Records from a dataset:
|---|
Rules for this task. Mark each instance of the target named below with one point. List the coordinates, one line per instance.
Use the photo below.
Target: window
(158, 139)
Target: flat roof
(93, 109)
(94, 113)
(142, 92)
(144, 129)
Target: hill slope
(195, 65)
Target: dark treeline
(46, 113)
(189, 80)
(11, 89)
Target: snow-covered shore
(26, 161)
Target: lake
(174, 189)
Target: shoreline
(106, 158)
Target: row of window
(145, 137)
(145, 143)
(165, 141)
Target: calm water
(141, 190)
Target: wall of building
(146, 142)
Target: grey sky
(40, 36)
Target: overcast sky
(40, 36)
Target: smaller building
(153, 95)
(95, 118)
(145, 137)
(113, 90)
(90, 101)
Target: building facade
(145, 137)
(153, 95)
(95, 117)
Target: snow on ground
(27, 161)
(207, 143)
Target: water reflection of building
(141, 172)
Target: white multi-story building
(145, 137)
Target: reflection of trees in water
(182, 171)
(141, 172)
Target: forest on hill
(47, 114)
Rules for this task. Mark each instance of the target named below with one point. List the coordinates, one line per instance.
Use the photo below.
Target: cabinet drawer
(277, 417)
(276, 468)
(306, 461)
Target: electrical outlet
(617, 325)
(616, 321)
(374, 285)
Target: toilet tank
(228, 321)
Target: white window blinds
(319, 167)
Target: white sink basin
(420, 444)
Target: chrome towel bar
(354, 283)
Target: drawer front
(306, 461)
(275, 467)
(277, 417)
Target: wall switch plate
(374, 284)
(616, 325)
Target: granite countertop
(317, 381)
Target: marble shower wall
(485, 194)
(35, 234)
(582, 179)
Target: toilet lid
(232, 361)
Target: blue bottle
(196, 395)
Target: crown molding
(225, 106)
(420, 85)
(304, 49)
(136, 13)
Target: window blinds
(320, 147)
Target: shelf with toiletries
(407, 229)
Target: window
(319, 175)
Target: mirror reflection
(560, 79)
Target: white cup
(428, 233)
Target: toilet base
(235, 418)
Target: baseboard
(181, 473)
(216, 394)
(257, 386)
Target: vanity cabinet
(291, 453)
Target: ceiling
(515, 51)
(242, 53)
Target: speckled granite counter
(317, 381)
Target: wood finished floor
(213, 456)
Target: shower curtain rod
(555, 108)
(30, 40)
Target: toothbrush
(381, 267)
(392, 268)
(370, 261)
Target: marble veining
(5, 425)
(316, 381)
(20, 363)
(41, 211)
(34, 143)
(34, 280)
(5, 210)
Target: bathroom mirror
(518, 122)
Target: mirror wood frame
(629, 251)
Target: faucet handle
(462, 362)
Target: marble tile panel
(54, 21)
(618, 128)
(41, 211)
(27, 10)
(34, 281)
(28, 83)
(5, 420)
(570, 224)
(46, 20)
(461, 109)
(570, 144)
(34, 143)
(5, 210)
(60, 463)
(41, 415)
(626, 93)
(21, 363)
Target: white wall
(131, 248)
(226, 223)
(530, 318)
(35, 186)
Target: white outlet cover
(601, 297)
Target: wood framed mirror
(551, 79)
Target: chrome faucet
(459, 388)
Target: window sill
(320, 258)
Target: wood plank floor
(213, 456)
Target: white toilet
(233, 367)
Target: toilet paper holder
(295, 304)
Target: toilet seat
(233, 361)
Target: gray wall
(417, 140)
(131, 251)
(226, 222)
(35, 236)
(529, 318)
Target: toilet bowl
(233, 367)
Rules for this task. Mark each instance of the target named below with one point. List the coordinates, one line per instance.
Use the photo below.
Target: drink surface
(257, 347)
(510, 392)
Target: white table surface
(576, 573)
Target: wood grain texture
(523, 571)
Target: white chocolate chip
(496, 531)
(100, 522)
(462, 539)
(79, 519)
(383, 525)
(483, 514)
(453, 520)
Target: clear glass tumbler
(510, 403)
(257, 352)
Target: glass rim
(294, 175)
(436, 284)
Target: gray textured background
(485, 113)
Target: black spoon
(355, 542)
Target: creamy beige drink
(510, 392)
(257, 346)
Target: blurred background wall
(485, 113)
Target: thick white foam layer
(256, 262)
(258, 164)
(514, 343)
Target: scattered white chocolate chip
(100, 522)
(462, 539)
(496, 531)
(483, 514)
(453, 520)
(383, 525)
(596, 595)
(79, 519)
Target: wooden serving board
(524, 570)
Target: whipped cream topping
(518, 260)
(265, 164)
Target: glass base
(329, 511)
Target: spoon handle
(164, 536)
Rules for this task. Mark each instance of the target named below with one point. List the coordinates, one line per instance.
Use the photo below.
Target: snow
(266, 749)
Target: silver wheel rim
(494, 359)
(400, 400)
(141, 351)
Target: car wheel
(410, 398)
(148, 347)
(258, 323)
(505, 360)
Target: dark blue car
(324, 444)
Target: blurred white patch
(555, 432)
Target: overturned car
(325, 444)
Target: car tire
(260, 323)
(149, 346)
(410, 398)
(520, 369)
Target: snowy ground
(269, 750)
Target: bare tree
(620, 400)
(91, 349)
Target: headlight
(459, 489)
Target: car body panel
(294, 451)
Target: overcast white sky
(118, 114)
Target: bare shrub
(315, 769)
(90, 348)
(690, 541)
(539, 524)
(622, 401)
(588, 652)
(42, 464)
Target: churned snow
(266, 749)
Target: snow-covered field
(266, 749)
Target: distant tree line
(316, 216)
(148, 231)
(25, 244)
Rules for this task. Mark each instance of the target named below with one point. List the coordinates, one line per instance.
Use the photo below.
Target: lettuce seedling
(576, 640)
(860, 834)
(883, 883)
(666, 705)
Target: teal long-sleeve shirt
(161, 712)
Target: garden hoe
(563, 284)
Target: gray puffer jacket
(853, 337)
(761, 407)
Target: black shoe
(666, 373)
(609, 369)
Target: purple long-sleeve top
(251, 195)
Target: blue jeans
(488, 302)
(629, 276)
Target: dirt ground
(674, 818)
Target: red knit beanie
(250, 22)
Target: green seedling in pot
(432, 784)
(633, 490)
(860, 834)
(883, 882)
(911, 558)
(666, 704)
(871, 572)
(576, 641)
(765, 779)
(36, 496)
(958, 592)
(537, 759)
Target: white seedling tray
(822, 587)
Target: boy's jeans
|---|
▶ **WHAT YOU SHOULD DO**
Retype each line above exactly as written.

▶ **SOLUTION FOR THIS TASK**
Rules for this task. Mark each instance of the target named below with one point. List the coordinates, one line per instance.
Use the photo below.
Target: window
(158, 139)
Target: flat roof
(93, 109)
(94, 113)
(142, 92)
(144, 129)
Target: hill slope
(195, 65)
Target: dark treeline
(46, 113)
(189, 80)
(11, 89)
Target: snow-covered shore
(26, 161)
Target: lake
(174, 189)
Target: shoreline
(106, 158)
Target: row of window
(145, 137)
(145, 143)
(165, 141)
Target: calm water
(141, 190)
Target: wall of building
(146, 142)
Target: grey sky
(40, 36)
Target: overcast sky
(40, 36)
Target: smaller building
(153, 95)
(95, 118)
(145, 137)
(113, 90)
(90, 101)
Target: building facade
(145, 137)
(153, 95)
(95, 117)
Target: snow on ground
(27, 161)
(207, 143)
Target: water reflection of building
(141, 172)
Target: white multi-story building
(145, 137)
Target: reflection of trees in water
(182, 171)
(141, 172)
Target: forest on hill
(47, 114)
Rules for this task. Mark each instance of the target named below with one point. List the coordinates, one line per instance.
Use the photo below.
Target: cabinet drawer
(277, 417)
(276, 468)
(306, 461)
Target: electrical outlet
(617, 325)
(616, 321)
(374, 285)
Target: toilet tank
(228, 321)
Target: white window blinds
(319, 167)
Target: white sink basin
(420, 444)
Target: chrome towel bar
(354, 283)
Target: drawer front
(306, 461)
(275, 467)
(277, 417)
Target: wall switch plate
(374, 284)
(616, 325)
Target: granite countertop
(317, 381)
Target: marble shower wall
(485, 194)
(35, 234)
(582, 179)
Target: toilet lid
(232, 361)
Target: blue bottle
(196, 395)
Target: crown molding
(225, 106)
(420, 85)
(304, 49)
(136, 13)
Target: window blinds
(320, 147)
Target: shelf with toiletries
(407, 229)
Target: window
(319, 175)
Target: mirror reflection
(560, 79)
Target: white cup
(428, 233)
Target: toilet base
(235, 418)
Target: baseboard
(181, 473)
(216, 394)
(257, 386)
Target: vanity cabinet
(291, 453)
Target: ceiling
(515, 51)
(242, 53)
Target: speckled granite counter
(317, 381)
Target: wood finished floor
(213, 456)
Target: shower curtain rod
(555, 108)
(30, 40)
Target: toothbrush
(381, 267)
(392, 268)
(370, 261)
Target: marble veining
(5, 425)
(316, 381)
(20, 363)
(41, 211)
(34, 143)
(34, 280)
(5, 210)
Target: bathroom mirror
(518, 122)
Target: mirror wood frame
(629, 251)
Target: faucet handle
(462, 362)
Target: marble tile panel
(54, 21)
(618, 128)
(41, 211)
(27, 10)
(34, 281)
(28, 83)
(5, 420)
(570, 224)
(46, 20)
(461, 109)
(570, 144)
(34, 143)
(5, 210)
(60, 463)
(41, 415)
(626, 93)
(21, 363)
Target: white wall
(131, 248)
(226, 223)
(530, 318)
(35, 186)
Target: white outlet cover
(601, 297)
Target: wood framed mirror
(551, 79)
Target: chrome faucet
(459, 388)
Target: window sill
(320, 258)
Target: wood plank floor
(213, 456)
Target: white toilet
(233, 367)
Target: toilet paper holder
(295, 304)
Target: toilet seat
(233, 361)
Target: gray wall
(417, 140)
(131, 251)
(226, 222)
(35, 236)
(529, 318)
Target: toilet bowl
(233, 367)
Rules for this task. Mark each instance of the target named below with one point. List the coordinates, one line per instance.
Use the photo below.
Target: drink surface
(257, 347)
(510, 392)
Target: white table surface
(576, 573)
Target: wood grain texture
(523, 571)
Target: white chocolate chip
(496, 531)
(100, 522)
(462, 539)
(79, 519)
(383, 525)
(483, 514)
(453, 520)
Target: clear glass tumbler
(510, 403)
(257, 352)
Target: glass rim
(294, 175)
(436, 284)
Target: gray textured background
(485, 113)
Target: black spoon
(355, 542)
Target: creamy beige drink
(510, 392)
(257, 346)
Target: blurred background wall
(485, 113)
Target: thick white foam layer
(256, 262)
(258, 164)
(514, 343)
Target: scattered white chocolate chip
(100, 522)
(462, 539)
(496, 531)
(483, 514)
(453, 520)
(383, 525)
(596, 595)
(79, 519)
Target: wooden serving board
(524, 570)
Target: whipped cream topping
(518, 260)
(265, 164)
Target: glass base
(329, 511)
Target: spoon handle
(164, 536)
Rules for this task. Mark each instance of the target named below with one point. List the coordinates, one line per instance.
Use the photo below.
Target: snow
(266, 749)
Target: silver wheel rim
(494, 359)
(400, 400)
(141, 351)
Target: car wheel
(410, 398)
(148, 347)
(258, 323)
(505, 360)
Target: dark blue car
(324, 444)
Target: blurred white patch
(555, 432)
Target: overturned car
(325, 444)
Target: car tire
(260, 323)
(149, 346)
(410, 398)
(520, 369)
Target: snowy ground
(269, 750)
Target: bare tree
(620, 400)
(91, 349)
Target: headlight
(459, 489)
Target: car body panel
(294, 451)
Target: overcast white sky
(118, 114)
Target: bare shrub
(315, 769)
(90, 348)
(690, 541)
(539, 524)
(622, 401)
(588, 652)
(42, 464)
Target: churned snow
(266, 749)
Target: snow-covered field
(266, 749)
Target: distant tree line
(316, 216)
(148, 231)
(25, 244)
Rules for this task. Mark each instance of the target named below with one point. List the coordinates, one line per instance.
Use the photo below.
Target: lettuce seedling
(576, 640)
(860, 834)
(883, 883)
(666, 705)
Target: teal long-sleeve shirt
(161, 712)
Target: garden hoe
(563, 284)
Target: gray puffer jacket
(853, 337)
(761, 407)
Target: black shoe
(666, 373)
(609, 369)
Target: purple long-sleeve top
(251, 195)
Target: blue jeans
(488, 302)
(629, 276)
Target: dirt ground
(674, 818)
Target: red knit beanie
(250, 22)
Target: green seedling in pot
(432, 784)
(633, 490)
(860, 834)
(883, 882)
(911, 558)
(666, 704)
(871, 572)
(576, 641)
(765, 779)
(36, 496)
(958, 592)
(537, 759)
Target: white seedling tray
(822, 587)
Target: boy's jeans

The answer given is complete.